→ **Objective**:
Set down the lines starting at the one containing "If you could point to the rocky" and ending at the one containing "If you could point to the fog", copying each exactly as it stands.

begin Exercise material

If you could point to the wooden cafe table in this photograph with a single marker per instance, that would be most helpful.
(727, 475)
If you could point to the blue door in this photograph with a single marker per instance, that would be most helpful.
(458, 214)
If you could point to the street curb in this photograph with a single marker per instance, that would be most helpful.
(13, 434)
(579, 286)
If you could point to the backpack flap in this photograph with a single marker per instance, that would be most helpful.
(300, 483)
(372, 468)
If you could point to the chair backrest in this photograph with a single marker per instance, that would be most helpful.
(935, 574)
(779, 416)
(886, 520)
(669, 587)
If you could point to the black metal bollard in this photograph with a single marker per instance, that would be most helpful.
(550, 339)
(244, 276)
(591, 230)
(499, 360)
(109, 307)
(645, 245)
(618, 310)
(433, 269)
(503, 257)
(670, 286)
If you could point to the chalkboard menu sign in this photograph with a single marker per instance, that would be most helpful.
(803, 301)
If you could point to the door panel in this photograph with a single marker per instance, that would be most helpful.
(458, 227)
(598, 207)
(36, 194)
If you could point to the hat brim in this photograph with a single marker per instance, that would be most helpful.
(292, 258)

end Exercise material
begin Exercise material

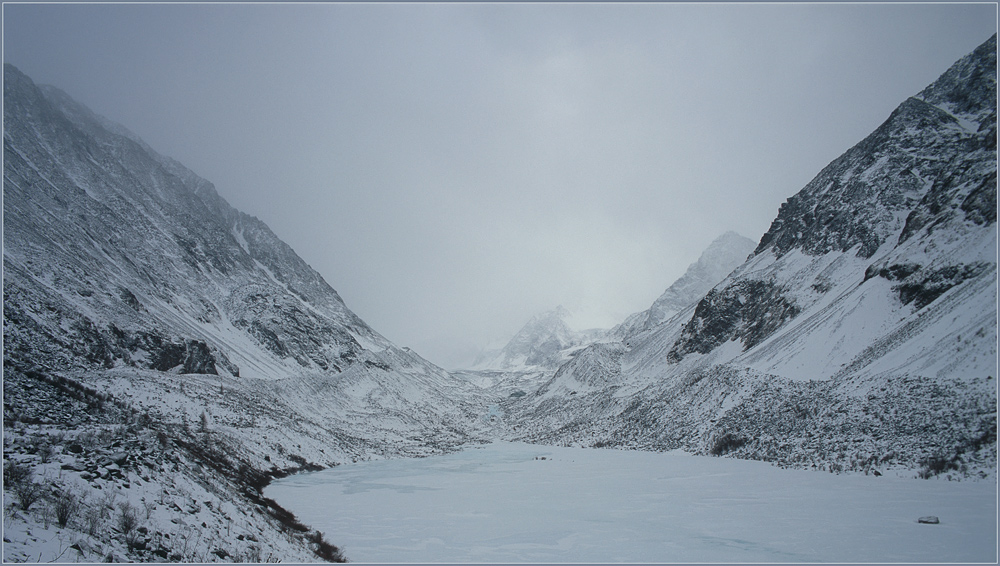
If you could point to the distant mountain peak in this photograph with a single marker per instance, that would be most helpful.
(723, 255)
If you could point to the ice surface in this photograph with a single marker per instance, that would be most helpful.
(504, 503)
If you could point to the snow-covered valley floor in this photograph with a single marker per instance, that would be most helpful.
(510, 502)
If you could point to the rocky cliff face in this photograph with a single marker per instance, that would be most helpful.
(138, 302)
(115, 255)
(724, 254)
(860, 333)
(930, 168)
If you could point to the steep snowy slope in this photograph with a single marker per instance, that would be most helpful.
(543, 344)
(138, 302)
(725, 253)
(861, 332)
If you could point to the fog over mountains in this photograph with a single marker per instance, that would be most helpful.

end Exercise material
begin Exercise material

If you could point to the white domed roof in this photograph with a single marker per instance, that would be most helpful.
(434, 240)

end Exercise material

→ **Answer for the task**:
If you could point to the rocky cliff face in this photograph with a single marker per instance, that would be most helpful.
(138, 302)
(115, 255)
(724, 254)
(860, 333)
(930, 168)
If you could point to the steep snowy slope in this photograph with a single marker per instance, that would be most helpful.
(543, 344)
(138, 302)
(725, 253)
(861, 332)
If you could point to the fog over mountains in this photograph with a single marker per instance, that would be most helpful.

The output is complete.